--- WHAT YOU NEED TO DO ---
Copy every entry exactly as given, minus the images.

--- SUPPLIED MATERIAL ---
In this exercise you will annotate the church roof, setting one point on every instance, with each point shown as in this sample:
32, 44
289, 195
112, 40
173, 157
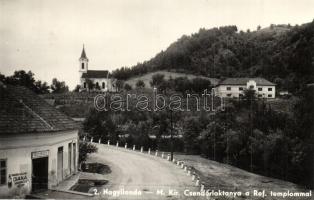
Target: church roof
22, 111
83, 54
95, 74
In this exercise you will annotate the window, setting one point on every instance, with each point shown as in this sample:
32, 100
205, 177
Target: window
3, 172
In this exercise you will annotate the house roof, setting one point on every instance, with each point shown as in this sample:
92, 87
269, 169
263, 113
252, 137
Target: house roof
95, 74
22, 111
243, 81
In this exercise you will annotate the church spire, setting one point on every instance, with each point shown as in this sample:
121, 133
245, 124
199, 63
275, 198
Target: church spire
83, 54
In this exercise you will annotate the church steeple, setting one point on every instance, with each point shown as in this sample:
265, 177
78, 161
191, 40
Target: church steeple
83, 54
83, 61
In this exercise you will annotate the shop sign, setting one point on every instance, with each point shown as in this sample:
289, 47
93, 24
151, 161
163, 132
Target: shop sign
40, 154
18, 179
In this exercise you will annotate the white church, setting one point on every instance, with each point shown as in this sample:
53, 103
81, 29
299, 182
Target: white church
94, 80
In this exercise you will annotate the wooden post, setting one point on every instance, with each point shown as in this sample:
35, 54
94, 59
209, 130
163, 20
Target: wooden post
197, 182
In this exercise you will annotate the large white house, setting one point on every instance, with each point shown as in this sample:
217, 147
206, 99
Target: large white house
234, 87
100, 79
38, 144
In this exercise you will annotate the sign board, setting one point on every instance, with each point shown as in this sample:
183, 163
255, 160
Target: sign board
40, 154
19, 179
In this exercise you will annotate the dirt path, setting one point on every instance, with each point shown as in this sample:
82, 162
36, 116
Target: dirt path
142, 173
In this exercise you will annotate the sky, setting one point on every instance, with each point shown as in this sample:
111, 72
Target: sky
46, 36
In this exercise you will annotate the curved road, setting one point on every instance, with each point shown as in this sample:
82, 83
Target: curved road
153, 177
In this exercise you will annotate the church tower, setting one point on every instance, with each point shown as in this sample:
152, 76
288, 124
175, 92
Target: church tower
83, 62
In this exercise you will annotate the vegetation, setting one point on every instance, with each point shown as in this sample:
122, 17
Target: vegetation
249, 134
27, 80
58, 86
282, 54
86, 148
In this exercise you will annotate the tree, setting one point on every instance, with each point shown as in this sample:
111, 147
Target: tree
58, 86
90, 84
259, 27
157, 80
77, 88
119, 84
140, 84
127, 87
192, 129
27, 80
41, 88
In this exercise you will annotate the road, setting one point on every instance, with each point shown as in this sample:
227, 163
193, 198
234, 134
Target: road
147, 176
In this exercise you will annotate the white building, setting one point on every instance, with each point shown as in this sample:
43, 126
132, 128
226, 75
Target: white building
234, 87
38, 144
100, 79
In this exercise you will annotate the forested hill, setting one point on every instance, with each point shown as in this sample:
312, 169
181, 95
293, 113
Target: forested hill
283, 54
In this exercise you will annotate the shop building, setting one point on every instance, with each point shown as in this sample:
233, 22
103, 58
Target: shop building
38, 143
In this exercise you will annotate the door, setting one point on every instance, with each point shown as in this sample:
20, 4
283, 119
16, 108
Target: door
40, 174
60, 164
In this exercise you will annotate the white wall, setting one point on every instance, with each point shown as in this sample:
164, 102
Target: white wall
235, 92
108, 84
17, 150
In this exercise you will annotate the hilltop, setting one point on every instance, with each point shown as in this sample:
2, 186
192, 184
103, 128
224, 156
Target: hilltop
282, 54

--- CORRECT RESPONSE ---
In this exercise you will annotate the church roof, setting one point on every instance, with each point shown as in this sample:
32, 44
289, 195
112, 40
173, 157
Target: church roof
22, 111
83, 54
95, 74
In this exercise you will annotate the window, setting one point on every instance, with each point shown as in this sample:
32, 100
205, 177
Target: window
3, 172
In this exercise you will annotate the house roof, setting one point on every instance, with each point shown as in this sample:
92, 87
269, 169
263, 113
252, 137
Target: house roof
95, 74
22, 111
243, 81
In this exercise you will annotate the church spire, setting one point on every instance, with each point shown as in this sample:
121, 133
245, 124
199, 63
275, 198
Target: church spire
83, 54
In this exercise you will annotate the church steeple, setting one point on every instance, with each point shown as in this sample:
265, 177
78, 161
191, 40
Target: church steeple
83, 54
83, 61
In this exercise you will annotate the shop sign, setting one point on every instance, with each point shown as in this sample:
289, 47
93, 24
151, 161
163, 132
Target: shop sign
40, 154
18, 179
In this exercise you will annotate the white church, setting one point on every instance, with each point shown as in this sample:
53, 103
81, 29
299, 182
Target: white church
94, 80
In this exercise you will annotate the wooden post, setting one point on every instance, with each point shown as in this sample:
35, 54
94, 59
209, 130
163, 20
Target: wooden post
197, 182
In this exercise you will annotate the large white house, setting one point on every instance, with each point shown as in this sample:
217, 147
206, 99
Target: large white house
234, 87
100, 79
38, 144
In this exercise you will annotate the sign board, setting one point on every instance, with each point shown as in this sample:
183, 163
255, 160
Target: sign board
40, 154
19, 179
In this exercise you will annotate the dirt path, setting one point on every instance, with each point shown as in this sample:
82, 162
36, 116
Target: dirt path
142, 173
In this exercise you will annotate the sky, setting one point on every instance, with each point shown as in this sample:
111, 72
Target: sky
46, 36
In this exercise you will annotate the curved road, setting one point on every instance, with each point shown as in this sample:
82, 83
Target: curved road
153, 177
In this exercise you will annotate the church tower, setting one point on every instance, with each point shown as in this sample:
152, 76
288, 124
175, 92
Target: church tower
83, 62
In this exercise you will annotate the vegetation, setting one point on every instance, with each point shown as in this sample:
122, 17
Target: vegetation
249, 134
27, 80
58, 86
282, 54
86, 148
In this exercise you will annotate the tree, setting one point on every instance, with each point shown as in this sample:
111, 147
Target: tree
58, 86
90, 84
259, 27
157, 80
77, 88
119, 84
140, 84
127, 87
192, 129
27, 80
41, 88
In this exercise you will annotate the road, setting one point on every instance, with each point shown as in this sample:
227, 163
193, 198
234, 134
Target: road
147, 176
In this exercise you will annotate the white building, setting one point on every instance, with each point shown as in this sample:
43, 126
132, 128
226, 75
Target: white building
234, 87
38, 144
100, 79
In this exercise you will annotate the forested hill, setting one point on every instance, with each point shown as in this sample:
312, 169
181, 95
293, 113
Target: forested hill
283, 54
In this exercise you will annotate the shop building, setting one point on every instance, with each point shown as in this sample:
233, 22
103, 58
Target: shop building
38, 143
In this exercise you will annotate the door, setting one point on every instance, with each point shown as in this sample:
20, 4
283, 119
16, 108
Target: door
40, 174
60, 164
In this exercise you will annotate the white wall, setting one point on every instance, with each point shown as in this sample:
164, 102
Target: white wall
235, 92
108, 84
17, 150
In this exercise you will annotate the hilltop, setting one point on every instance, with each point shown as in this sample:
2, 186
192, 184
103, 128
224, 156
Target: hilltop
282, 54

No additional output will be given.